GIVEN INSTRUCTION:
The required result is the exact run of lines beginning at the one containing "Return the outline of every instance of the <item>shorts</item>." and ending at the last line of the entries.

SUPPLIED MATERIAL:
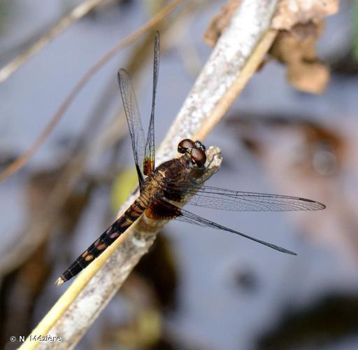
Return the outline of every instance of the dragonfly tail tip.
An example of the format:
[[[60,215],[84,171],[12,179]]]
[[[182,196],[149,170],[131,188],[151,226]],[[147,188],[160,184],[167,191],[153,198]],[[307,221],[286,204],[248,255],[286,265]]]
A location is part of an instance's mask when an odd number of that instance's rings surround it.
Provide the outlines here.
[[[56,282],[55,282],[55,284],[56,284],[56,286],[61,286],[61,284],[62,284],[64,282],[64,279],[62,277],[59,277],[56,280]]]

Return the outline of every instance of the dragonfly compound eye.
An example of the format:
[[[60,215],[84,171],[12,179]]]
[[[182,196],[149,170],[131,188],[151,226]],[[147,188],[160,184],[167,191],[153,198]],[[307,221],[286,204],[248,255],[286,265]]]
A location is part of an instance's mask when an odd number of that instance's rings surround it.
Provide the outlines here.
[[[188,150],[191,150],[194,146],[194,141],[189,139],[185,139],[180,141],[178,145],[178,152],[179,153],[185,153]]]
[[[203,150],[194,147],[192,148],[190,156],[193,163],[199,167],[204,166],[205,162],[206,162],[206,155]]]

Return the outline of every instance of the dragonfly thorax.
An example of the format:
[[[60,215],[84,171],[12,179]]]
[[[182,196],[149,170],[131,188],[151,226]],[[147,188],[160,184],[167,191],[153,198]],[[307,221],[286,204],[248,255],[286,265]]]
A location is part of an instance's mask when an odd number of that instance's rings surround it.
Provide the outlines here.
[[[187,155],[192,164],[199,168],[203,167],[206,162],[205,150],[205,146],[201,142],[190,139],[185,139],[178,145],[178,152]]]

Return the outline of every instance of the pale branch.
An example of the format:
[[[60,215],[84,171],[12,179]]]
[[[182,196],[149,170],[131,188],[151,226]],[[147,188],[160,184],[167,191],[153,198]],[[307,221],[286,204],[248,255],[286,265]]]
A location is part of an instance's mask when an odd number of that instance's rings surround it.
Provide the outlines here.
[[[74,8],[69,13],[51,28],[46,34],[31,45],[24,52],[15,57],[0,69],[0,83],[5,81],[34,55],[45,47],[56,36],[64,31],[72,23],[86,15],[90,10],[103,3],[103,0],[85,0]]]
[[[180,139],[195,135],[203,139],[227,111],[274,38],[275,31],[270,30],[270,24],[277,2],[241,1],[163,141],[157,164],[176,155]],[[215,160],[206,177],[217,170],[219,153],[217,148],[209,148],[209,155]],[[129,199],[120,214],[136,196]],[[60,336],[61,342],[39,343],[28,338],[22,348],[73,347],[148,251],[164,223],[141,218],[131,226],[80,274],[31,333]]]

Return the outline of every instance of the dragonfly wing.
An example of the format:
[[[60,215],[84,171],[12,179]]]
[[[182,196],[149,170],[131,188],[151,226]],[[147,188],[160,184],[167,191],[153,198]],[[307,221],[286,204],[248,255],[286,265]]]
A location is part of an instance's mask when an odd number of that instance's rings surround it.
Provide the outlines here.
[[[188,204],[220,210],[234,211],[289,211],[324,209],[319,202],[299,197],[235,191],[211,186],[186,183],[178,187],[165,184],[173,197],[185,194],[193,197]]]
[[[120,85],[122,101],[123,102],[123,106],[124,108],[129,134],[131,135],[136,169],[137,170],[139,183],[141,184],[143,181],[143,176],[141,170],[141,166],[143,158],[144,132],[143,131],[136,94],[133,89],[129,74],[122,68],[118,71],[118,84]]]
[[[154,118],[155,110],[155,95],[157,94],[157,85],[158,83],[158,74],[159,69],[160,46],[159,32],[155,34],[154,43],[154,62],[153,62],[153,88],[152,96],[152,112],[149,121],[147,141],[145,143],[145,150],[143,162],[143,172],[145,175],[150,175],[155,168],[155,132],[154,132]]]
[[[276,246],[275,244],[273,244],[272,243],[262,241],[261,239],[258,239],[257,238],[248,236],[248,234],[245,234],[244,233],[239,232],[238,231],[236,231],[235,230],[232,230],[225,226],[222,226],[222,225],[214,223],[213,221],[210,221],[210,220],[202,218],[199,215],[194,214],[193,213],[191,213],[190,211],[187,211],[187,210],[179,208],[176,205],[173,204],[172,203],[169,203],[169,202],[166,202],[164,200],[158,198],[156,201],[155,207],[157,209],[154,209],[155,211],[155,215],[153,217],[153,218],[162,218],[164,220],[175,218],[176,220],[182,221],[185,223],[198,225],[199,226],[203,226],[205,227],[212,227],[215,228],[217,230],[221,230],[222,231],[234,233],[243,237],[259,243],[260,244],[263,244],[264,246],[272,248],[273,249],[280,251],[281,253],[285,253],[286,254],[291,254],[294,255],[296,255],[296,253],[289,251],[288,249],[285,249],[285,248]],[[163,216],[162,218],[161,218],[159,217],[160,215],[159,215],[158,213],[164,213],[164,215]]]

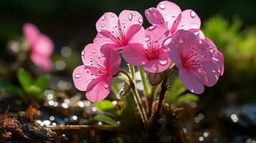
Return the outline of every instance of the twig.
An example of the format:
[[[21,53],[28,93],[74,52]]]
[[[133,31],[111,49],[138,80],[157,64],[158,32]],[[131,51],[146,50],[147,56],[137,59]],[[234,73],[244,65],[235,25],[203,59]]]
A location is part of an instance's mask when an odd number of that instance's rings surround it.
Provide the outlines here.
[[[139,96],[138,91],[136,89],[133,80],[131,78],[130,75],[125,71],[119,69],[119,73],[123,74],[124,75],[125,75],[127,77],[127,78],[128,78],[128,80],[130,82],[130,86],[131,86],[133,93],[134,100],[138,106],[138,112],[140,113],[142,122],[143,122],[145,126],[147,125],[148,124],[148,117],[146,116],[145,109],[142,104],[141,97]]]
[[[118,131],[120,127],[110,125],[67,125],[67,126],[47,126],[47,127],[52,131]]]

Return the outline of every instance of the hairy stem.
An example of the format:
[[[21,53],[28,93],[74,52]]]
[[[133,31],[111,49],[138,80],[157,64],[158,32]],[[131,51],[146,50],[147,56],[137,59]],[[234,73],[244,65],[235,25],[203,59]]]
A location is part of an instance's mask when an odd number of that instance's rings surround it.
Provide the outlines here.
[[[134,100],[137,104],[137,107],[138,109],[138,112],[141,115],[142,122],[143,122],[144,125],[147,125],[148,124],[148,117],[146,116],[145,109],[142,104],[141,97],[139,96],[138,91],[135,87],[133,80],[131,78],[130,75],[125,71],[119,69],[119,73],[122,73],[122,74],[125,74],[127,77],[127,78],[128,79],[129,82],[130,82],[130,86],[133,91]]]
[[[162,104],[163,104],[163,101],[164,99],[164,96],[166,94],[166,92],[168,90],[168,79],[174,73],[175,70],[174,69],[171,69],[166,72],[163,73],[163,78],[162,83],[161,84],[161,91],[160,91],[160,94],[159,94],[159,98],[158,101],[157,102],[157,108],[156,112],[154,112],[154,114],[153,115],[153,122],[156,123],[158,119],[159,114],[161,109],[162,108]]]
[[[143,85],[143,88],[144,88],[146,96],[147,97],[150,97],[151,95],[151,89],[149,88],[149,85],[148,85],[148,84],[147,82],[147,80],[146,79],[146,76],[145,76],[145,72],[144,72],[143,68],[142,66],[138,66],[138,72],[140,72],[140,74],[141,74],[141,82],[142,82],[142,84]]]
[[[128,68],[129,68],[129,72],[131,74],[131,77],[133,80],[135,79],[135,72],[134,72],[134,66],[130,64],[128,64]]]

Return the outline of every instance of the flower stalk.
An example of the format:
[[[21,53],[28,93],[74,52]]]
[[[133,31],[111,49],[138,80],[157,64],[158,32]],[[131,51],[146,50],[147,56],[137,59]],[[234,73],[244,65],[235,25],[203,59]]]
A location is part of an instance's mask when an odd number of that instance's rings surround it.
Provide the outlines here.
[[[146,114],[145,108],[143,107],[143,105],[142,104],[141,97],[139,96],[138,91],[136,88],[133,80],[131,79],[130,75],[125,71],[119,69],[119,73],[123,74],[128,79],[129,82],[130,82],[130,86],[131,87],[133,94],[134,100],[137,104],[137,107],[138,109],[138,112],[141,115],[142,122],[143,122],[145,126],[147,125],[148,124],[148,117]]]

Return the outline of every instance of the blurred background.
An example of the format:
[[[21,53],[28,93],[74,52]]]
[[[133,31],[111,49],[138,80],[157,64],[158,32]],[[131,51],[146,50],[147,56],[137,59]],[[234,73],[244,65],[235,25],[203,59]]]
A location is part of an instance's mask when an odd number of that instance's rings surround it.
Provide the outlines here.
[[[71,73],[82,64],[80,53],[86,44],[93,42],[97,34],[95,22],[105,11],[118,14],[123,9],[138,11],[143,16],[146,28],[149,23],[144,10],[155,7],[159,1],[1,0],[0,64],[15,61],[7,50],[9,41],[19,40],[22,36],[23,24],[31,22],[54,43],[52,74],[72,84]],[[224,76],[216,85],[207,87],[206,92],[199,95],[196,114],[201,117],[196,116],[193,122],[199,123],[202,120],[198,125],[200,131],[211,131],[217,127],[216,124],[221,130],[224,130],[223,127],[232,127],[235,129],[232,129],[234,132],[229,132],[231,135],[227,140],[252,142],[255,139],[252,131],[256,127],[256,1],[172,1],[182,10],[191,9],[197,13],[204,34],[212,39],[224,56]],[[242,116],[232,116],[234,112],[237,113],[235,115]],[[204,135],[195,136],[199,141],[206,141],[207,136]],[[212,138],[212,141],[222,142],[219,138]]]

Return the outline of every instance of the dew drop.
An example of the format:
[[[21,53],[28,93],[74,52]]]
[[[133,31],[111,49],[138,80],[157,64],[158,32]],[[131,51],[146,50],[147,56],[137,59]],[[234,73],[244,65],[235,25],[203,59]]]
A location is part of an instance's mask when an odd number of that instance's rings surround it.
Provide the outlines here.
[[[108,84],[105,84],[105,89],[108,89],[108,87],[109,87]]]
[[[161,2],[159,5],[160,9],[166,9],[166,5],[164,5],[163,2]]]
[[[166,65],[168,63],[168,60],[166,57],[161,57],[158,59],[158,62],[161,65]]]
[[[145,37],[145,40],[146,40],[146,41],[148,41],[150,40],[150,36],[146,36]]]
[[[75,77],[78,79],[78,78],[80,78],[81,77],[81,74],[77,74],[75,75]]]
[[[90,56],[89,58],[91,59],[94,59],[93,56]]]
[[[194,18],[196,16],[196,13],[194,11],[190,11],[190,16],[192,17],[192,18]]]
[[[105,19],[106,19],[106,17],[105,17],[105,16],[103,16],[101,18],[101,20],[105,21]]]
[[[129,21],[131,21],[133,19],[133,14],[131,13],[128,16]]]
[[[194,24],[194,23],[192,23],[191,25],[190,25],[191,28],[191,29],[198,29],[198,26]]]
[[[101,27],[103,27],[103,28],[104,28],[104,27],[105,27],[104,24],[101,24]]]
[[[142,19],[142,17],[140,17],[140,18],[138,19],[138,22],[139,22],[140,24],[142,24],[142,22],[143,22],[143,19]]]

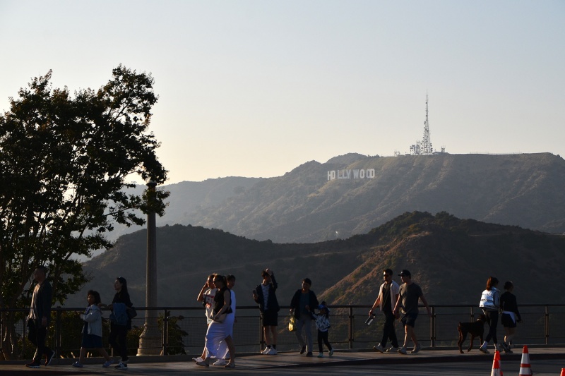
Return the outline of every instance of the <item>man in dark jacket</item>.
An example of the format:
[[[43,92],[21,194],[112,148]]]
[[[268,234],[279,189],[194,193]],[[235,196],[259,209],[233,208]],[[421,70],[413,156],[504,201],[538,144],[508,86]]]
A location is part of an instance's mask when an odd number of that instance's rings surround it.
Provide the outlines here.
[[[265,334],[265,348],[261,353],[263,355],[277,354],[277,325],[278,325],[278,301],[276,291],[278,285],[275,279],[273,270],[267,268],[261,272],[263,283],[253,291],[253,298],[259,305],[261,317],[263,320],[263,330]],[[270,334],[273,341],[270,340]]]
[[[307,351],[306,356],[312,356],[312,313],[318,307],[318,298],[310,286],[312,281],[309,278],[302,279],[302,289],[297,290],[290,302],[290,313],[297,320],[296,338],[302,347],[300,354]],[[306,332],[306,341],[302,336],[302,328]]]
[[[51,284],[47,278],[47,268],[44,266],[37,267],[33,272],[33,279],[37,282],[33,289],[31,298],[30,315],[28,316],[28,339],[35,345],[37,349],[33,356],[33,360],[25,365],[30,368],[39,368],[41,357],[45,354],[45,365],[49,365],[55,351],[45,346],[45,337],[47,335],[47,327],[51,321],[51,299],[52,290]]]

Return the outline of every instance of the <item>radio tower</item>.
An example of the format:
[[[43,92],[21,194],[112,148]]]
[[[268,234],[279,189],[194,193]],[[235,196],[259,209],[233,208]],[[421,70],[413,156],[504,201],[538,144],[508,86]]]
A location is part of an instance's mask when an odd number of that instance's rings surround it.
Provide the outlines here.
[[[443,148],[442,148],[443,152]],[[415,145],[410,145],[412,155],[429,155],[434,154],[434,148],[429,141],[429,123],[428,123],[428,93],[426,92],[426,121],[424,122],[424,138]]]
[[[428,123],[428,93],[426,93],[426,121],[424,122],[424,138],[422,140],[422,154],[433,154],[434,148],[429,142],[429,123]]]

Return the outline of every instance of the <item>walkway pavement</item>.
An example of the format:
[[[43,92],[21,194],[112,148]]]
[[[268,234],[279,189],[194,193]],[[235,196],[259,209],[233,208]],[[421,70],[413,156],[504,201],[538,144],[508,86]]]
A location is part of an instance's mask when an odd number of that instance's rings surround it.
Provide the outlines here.
[[[565,347],[530,347],[530,359],[532,363],[542,360],[561,359],[565,361]],[[399,353],[380,353],[373,351],[336,351],[332,358],[325,354],[323,358],[316,355],[309,358],[297,352],[280,353],[277,356],[244,355],[238,357],[237,367],[233,371],[249,371],[251,370],[278,370],[297,368],[319,368],[333,365],[394,365],[408,363],[438,363],[457,362],[486,362],[492,363],[494,353],[483,354],[477,350],[470,353],[459,353],[456,349],[423,348],[417,354],[401,355]],[[515,348],[513,354],[501,354],[501,360],[520,361],[522,349]],[[155,357],[131,357],[129,364],[130,375],[182,375],[191,372],[206,370],[222,370],[224,367],[211,365],[209,368],[199,367],[194,363],[188,356],[171,356]],[[102,360],[100,358],[88,358],[84,368],[71,366],[73,359],[54,359],[48,367],[42,366],[38,370],[26,368],[24,365],[28,361],[0,362],[0,375],[106,375],[117,372],[113,367],[102,368]],[[231,373],[231,372],[230,372]]]

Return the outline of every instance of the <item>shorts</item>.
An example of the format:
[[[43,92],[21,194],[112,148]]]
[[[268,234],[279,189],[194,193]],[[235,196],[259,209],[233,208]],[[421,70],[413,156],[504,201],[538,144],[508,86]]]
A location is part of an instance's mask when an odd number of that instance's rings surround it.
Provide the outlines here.
[[[270,310],[266,310],[261,314],[261,318],[263,320],[263,327],[276,327],[278,325],[278,313]]]
[[[513,320],[512,320],[512,316],[511,316],[508,313],[502,314],[501,322],[502,322],[502,326],[504,327],[505,328],[516,327],[516,322]]]
[[[81,345],[85,348],[102,348],[102,337],[94,334],[83,334],[83,343]]]
[[[402,321],[402,325],[405,327],[408,325],[409,327],[414,327],[414,325],[416,323],[416,319],[418,317],[418,313],[417,312],[409,312],[403,316],[400,321]]]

OUTPUT FOR THIS TASK:
Return the outline of every instance of the <item>shorts</item>.
An example of the format:
[[[43,92],[21,194],[112,148]]]
[[[268,234],[279,189],[194,193]],[[235,196],[259,209],[233,208]],[[421,70],[413,156],[504,201],[538,144],[508,86]]]
A location is part of an instance's mask when an odd number of that instance's rings surround it.
Provide the outlines here.
[[[270,310],[266,310],[261,314],[261,318],[263,320],[263,327],[276,327],[278,325],[278,313]]]
[[[513,320],[512,320],[512,316],[511,316],[508,313],[502,314],[501,322],[502,322],[502,326],[504,327],[505,328],[516,327],[516,322]]]
[[[81,345],[85,348],[102,348],[102,337],[94,334],[83,334],[83,343]]]
[[[402,321],[402,325],[405,327],[408,325],[409,327],[414,327],[414,325],[416,323],[416,319],[418,317],[418,313],[417,312],[409,312],[403,316],[400,321]]]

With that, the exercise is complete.